Look through the records and report how many lines include the word "above", with no other words.

_____

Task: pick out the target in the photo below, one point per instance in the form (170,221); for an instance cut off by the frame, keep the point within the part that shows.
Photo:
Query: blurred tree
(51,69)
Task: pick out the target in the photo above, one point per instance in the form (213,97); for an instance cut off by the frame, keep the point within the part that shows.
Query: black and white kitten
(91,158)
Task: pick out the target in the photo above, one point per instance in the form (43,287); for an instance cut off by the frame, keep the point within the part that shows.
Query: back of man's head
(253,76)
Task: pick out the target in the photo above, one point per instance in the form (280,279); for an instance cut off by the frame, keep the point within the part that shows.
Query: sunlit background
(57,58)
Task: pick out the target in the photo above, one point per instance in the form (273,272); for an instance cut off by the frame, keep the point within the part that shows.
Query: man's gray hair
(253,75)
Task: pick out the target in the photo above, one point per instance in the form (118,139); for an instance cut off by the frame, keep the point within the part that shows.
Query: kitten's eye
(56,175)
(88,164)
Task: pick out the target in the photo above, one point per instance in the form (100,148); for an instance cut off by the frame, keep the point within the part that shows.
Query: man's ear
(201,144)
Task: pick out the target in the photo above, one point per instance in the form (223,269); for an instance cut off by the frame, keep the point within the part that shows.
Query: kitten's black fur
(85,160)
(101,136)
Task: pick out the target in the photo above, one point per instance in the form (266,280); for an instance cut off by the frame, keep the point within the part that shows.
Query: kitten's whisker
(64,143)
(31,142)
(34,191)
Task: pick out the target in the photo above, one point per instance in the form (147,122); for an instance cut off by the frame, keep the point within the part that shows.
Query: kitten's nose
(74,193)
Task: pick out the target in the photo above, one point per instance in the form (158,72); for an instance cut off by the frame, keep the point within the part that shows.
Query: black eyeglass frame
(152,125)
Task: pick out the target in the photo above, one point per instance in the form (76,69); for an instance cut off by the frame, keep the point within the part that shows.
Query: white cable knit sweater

_____

▶ OUTPUT FOR THIS TASK:
11